Word for word, set down every line of the entries below from the line with "Target: block of cheese" to the line with "<point>282,328</point>", including both, and no other line.

=== DATA TO USE ===

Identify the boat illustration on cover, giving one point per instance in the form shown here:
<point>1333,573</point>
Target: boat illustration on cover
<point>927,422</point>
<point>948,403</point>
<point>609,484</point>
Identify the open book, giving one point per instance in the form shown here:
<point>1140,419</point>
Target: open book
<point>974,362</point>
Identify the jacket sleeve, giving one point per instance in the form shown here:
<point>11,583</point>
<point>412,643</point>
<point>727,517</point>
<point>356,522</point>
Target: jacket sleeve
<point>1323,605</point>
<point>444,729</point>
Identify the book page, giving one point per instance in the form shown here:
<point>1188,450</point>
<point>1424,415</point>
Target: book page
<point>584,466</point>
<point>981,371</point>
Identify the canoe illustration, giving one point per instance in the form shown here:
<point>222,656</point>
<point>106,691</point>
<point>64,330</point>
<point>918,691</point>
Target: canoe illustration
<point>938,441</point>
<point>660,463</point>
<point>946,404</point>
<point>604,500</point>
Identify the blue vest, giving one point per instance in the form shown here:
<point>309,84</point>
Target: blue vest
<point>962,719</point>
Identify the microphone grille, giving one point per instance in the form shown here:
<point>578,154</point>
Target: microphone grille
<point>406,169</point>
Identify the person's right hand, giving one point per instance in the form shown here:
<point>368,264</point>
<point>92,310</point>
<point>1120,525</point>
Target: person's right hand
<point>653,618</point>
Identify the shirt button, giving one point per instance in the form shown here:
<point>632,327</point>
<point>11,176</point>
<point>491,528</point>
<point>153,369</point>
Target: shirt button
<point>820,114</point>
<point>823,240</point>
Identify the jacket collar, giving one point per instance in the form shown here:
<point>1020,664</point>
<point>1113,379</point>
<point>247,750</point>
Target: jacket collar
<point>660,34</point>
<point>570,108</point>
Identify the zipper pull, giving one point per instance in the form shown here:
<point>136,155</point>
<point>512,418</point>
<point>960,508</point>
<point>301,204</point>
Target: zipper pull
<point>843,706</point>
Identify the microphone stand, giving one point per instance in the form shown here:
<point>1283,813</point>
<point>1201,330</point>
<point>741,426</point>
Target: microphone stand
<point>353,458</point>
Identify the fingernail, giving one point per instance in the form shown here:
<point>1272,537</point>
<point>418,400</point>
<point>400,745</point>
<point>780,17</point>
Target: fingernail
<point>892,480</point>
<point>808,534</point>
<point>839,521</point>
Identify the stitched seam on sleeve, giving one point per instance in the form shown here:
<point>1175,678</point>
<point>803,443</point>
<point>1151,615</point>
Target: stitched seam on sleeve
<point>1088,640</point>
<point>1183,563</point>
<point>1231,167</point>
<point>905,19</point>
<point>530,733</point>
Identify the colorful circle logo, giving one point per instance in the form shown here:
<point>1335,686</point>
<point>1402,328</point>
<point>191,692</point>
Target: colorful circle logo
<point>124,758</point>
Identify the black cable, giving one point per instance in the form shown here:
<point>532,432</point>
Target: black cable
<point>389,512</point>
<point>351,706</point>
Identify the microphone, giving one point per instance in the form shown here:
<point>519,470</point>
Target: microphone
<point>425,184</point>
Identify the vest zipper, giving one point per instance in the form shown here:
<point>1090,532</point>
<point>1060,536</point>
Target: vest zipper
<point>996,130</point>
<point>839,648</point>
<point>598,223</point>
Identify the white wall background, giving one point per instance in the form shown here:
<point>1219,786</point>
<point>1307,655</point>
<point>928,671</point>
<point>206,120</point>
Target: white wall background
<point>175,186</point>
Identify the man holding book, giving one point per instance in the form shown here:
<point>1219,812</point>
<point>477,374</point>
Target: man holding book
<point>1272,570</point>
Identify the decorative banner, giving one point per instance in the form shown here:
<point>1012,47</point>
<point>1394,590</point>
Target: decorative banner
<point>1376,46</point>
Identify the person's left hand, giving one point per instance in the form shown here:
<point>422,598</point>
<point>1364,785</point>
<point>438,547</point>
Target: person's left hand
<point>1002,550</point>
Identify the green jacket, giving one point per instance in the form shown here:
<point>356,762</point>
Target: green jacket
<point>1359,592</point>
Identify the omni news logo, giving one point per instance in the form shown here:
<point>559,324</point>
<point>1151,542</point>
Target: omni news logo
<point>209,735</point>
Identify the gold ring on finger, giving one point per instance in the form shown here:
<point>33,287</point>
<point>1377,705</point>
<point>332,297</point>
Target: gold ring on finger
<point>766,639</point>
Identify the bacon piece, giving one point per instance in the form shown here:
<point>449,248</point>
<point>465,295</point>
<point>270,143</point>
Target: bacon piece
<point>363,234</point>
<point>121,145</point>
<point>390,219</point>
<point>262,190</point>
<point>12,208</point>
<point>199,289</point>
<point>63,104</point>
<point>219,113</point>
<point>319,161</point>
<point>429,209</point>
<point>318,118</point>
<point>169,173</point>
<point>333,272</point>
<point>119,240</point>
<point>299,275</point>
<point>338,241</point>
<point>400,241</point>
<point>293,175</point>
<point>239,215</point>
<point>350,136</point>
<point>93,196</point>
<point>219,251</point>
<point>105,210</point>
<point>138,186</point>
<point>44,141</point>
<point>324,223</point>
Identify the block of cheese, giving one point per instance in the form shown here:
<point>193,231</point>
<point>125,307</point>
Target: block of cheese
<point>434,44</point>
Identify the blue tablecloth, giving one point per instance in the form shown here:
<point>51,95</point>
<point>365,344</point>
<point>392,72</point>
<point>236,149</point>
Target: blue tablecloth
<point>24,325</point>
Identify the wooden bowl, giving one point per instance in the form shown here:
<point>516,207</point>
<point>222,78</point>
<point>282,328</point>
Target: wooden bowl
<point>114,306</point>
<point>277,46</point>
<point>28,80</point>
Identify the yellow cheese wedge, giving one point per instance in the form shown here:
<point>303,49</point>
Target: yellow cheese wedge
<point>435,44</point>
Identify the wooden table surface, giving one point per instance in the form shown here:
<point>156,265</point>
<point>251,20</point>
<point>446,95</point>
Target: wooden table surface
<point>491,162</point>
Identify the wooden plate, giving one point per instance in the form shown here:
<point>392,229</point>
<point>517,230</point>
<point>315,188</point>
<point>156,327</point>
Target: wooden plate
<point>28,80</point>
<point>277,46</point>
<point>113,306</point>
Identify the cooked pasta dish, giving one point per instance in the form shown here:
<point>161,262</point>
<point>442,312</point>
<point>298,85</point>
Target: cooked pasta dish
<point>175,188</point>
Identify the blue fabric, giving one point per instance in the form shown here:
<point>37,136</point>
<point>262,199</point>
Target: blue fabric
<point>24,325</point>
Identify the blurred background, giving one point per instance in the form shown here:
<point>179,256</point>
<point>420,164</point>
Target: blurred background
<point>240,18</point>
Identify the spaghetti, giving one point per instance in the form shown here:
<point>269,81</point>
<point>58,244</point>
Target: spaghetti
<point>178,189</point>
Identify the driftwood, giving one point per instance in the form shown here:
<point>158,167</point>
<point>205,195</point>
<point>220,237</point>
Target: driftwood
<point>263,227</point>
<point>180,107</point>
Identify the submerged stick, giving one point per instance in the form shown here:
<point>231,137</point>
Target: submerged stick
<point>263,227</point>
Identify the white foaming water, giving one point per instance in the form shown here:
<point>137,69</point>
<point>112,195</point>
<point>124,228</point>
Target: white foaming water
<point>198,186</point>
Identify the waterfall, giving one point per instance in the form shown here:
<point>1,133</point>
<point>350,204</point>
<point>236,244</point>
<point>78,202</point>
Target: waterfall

===

### YOUR RESPONSE
Target: block of cheese
<point>434,44</point>
Identify the blue tablecloth, giving one point per instance in the form shown here:
<point>51,95</point>
<point>365,344</point>
<point>392,72</point>
<point>236,149</point>
Target: blue tablecloth
<point>24,325</point>
Identify the wooden bowl, giving one point per instance in the form shown here:
<point>516,207</point>
<point>222,78</point>
<point>282,328</point>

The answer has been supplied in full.